■ Set problem
Write out, word for word, every line from the one containing "target | jacket pocket" through the last line of the records below, both ends included.

■ Input
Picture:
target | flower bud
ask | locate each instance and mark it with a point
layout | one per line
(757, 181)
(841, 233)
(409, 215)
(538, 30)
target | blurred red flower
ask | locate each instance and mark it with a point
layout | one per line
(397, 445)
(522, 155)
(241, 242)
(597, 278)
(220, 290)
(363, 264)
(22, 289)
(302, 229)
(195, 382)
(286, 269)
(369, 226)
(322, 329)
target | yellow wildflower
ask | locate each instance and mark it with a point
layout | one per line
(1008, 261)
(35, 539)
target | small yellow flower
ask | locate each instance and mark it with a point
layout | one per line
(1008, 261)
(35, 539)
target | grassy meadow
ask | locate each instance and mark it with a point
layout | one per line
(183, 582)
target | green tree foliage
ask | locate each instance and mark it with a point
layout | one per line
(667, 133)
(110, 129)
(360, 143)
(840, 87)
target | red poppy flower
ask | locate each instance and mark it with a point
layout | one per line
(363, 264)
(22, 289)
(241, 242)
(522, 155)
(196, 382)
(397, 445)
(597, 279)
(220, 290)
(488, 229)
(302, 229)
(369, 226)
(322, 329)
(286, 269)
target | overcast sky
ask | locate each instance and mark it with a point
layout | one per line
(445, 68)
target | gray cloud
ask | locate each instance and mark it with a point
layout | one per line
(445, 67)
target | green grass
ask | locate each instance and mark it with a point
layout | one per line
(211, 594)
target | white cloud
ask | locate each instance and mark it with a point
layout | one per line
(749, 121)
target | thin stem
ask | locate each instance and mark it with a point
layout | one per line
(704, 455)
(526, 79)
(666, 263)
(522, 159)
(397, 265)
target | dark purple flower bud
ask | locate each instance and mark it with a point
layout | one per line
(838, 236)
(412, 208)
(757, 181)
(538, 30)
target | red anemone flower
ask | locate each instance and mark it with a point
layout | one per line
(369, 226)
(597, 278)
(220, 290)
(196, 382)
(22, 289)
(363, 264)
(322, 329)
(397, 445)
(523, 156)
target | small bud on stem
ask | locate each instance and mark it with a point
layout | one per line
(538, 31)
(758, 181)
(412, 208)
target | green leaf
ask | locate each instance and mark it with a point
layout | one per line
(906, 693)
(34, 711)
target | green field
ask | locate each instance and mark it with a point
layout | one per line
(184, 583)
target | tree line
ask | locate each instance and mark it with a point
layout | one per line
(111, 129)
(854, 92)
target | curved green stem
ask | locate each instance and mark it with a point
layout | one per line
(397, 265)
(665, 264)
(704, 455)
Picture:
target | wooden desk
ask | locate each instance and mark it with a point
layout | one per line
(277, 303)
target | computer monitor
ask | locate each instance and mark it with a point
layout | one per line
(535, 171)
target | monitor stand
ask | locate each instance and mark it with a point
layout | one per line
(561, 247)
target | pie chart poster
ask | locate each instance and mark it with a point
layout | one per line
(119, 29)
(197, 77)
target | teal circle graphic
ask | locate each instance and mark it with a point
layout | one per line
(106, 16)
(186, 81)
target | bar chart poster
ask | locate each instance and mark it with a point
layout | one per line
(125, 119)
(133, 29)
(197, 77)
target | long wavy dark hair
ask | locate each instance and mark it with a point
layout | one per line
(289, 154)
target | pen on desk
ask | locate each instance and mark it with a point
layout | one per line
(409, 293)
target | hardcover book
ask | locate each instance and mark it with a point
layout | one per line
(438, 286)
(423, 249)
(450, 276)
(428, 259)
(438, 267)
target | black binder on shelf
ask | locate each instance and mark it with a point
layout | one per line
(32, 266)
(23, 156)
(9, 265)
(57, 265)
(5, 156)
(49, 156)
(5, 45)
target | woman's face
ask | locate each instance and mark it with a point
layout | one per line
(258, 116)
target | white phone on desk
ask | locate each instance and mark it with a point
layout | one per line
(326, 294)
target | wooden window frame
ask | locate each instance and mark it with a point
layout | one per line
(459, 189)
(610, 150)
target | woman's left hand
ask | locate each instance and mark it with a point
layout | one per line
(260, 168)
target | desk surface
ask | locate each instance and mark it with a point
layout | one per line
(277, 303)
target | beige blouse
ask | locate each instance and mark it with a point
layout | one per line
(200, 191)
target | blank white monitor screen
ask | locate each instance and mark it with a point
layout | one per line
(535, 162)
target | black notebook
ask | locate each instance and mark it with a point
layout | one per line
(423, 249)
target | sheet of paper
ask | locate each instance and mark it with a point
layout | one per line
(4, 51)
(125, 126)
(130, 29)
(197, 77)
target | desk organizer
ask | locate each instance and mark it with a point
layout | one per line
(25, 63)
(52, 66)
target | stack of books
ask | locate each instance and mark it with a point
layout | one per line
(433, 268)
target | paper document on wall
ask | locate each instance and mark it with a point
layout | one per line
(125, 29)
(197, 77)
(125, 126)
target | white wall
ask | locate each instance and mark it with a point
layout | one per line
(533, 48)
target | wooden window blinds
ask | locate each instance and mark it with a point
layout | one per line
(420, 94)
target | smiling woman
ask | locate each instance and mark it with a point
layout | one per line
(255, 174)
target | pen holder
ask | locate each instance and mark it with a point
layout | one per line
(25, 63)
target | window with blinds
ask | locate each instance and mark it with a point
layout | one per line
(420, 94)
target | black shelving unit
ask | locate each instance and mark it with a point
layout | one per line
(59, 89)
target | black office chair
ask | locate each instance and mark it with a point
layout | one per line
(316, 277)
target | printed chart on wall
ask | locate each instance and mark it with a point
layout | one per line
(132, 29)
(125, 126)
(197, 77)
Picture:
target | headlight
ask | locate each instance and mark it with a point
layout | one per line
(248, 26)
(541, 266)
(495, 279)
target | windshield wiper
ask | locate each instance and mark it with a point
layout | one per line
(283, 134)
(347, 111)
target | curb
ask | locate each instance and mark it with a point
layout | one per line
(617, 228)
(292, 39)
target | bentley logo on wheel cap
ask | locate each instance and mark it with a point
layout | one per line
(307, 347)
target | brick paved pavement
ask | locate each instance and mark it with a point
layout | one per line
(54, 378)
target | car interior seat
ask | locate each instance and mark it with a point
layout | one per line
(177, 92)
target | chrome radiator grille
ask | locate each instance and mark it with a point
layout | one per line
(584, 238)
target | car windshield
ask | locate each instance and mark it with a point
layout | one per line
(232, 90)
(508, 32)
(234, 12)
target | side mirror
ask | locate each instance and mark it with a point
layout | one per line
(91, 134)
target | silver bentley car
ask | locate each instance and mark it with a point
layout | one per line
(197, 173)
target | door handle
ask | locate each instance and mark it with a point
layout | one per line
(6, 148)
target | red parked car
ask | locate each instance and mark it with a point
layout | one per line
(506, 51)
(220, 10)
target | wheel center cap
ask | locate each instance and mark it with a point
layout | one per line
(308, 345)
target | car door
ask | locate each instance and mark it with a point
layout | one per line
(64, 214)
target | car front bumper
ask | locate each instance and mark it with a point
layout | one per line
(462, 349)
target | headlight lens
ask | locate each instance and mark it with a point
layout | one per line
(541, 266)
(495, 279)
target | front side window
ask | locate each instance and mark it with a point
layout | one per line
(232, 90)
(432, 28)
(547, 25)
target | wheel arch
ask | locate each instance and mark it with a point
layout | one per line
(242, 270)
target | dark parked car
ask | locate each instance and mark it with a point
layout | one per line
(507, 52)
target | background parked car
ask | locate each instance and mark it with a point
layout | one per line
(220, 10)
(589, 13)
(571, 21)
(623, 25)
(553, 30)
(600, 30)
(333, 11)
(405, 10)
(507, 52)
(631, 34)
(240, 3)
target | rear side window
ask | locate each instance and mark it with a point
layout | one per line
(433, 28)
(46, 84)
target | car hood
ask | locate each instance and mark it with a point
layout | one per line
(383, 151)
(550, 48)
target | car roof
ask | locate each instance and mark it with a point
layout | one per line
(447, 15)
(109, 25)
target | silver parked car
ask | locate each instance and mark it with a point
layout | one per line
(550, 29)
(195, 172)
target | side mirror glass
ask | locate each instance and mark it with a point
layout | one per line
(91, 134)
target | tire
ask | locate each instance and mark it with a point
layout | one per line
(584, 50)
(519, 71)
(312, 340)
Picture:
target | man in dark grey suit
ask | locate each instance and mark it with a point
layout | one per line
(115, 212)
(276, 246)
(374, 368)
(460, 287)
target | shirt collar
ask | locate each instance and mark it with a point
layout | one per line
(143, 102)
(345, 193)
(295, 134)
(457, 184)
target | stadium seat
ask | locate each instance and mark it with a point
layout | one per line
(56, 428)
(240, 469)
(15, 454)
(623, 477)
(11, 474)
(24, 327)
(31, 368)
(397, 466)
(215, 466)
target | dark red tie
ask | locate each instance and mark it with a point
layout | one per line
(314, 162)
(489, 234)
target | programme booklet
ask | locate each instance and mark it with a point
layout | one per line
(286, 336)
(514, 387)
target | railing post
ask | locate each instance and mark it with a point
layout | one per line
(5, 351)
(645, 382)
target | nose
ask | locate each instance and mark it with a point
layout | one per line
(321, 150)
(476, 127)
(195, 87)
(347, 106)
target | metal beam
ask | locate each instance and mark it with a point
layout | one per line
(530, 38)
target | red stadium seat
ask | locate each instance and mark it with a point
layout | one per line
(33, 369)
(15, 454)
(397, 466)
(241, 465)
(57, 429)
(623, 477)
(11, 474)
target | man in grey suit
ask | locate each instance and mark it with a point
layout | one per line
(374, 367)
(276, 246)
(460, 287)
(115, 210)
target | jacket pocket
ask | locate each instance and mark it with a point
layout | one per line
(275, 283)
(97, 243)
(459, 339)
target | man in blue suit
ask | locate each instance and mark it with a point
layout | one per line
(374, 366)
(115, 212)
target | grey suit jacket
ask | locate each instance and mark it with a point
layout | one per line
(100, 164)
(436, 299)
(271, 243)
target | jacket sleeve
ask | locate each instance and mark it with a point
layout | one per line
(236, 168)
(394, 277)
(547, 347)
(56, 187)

■ Task answer
target | jacket pocket
ask | locate each instance and mark it with a point
layout | one per line
(275, 283)
(97, 243)
(459, 339)
target | man in blue suit
ask | locate each instance and mark it with a point
layout | one per line
(374, 366)
(115, 212)
target | grey suit jacket
ask | locate each instance and mark it with a point
layout | one per line
(100, 164)
(436, 299)
(271, 243)
target | jacket sleeve
ask | locate each instance and mark it with a point
layout | one per line
(236, 168)
(394, 277)
(547, 347)
(56, 187)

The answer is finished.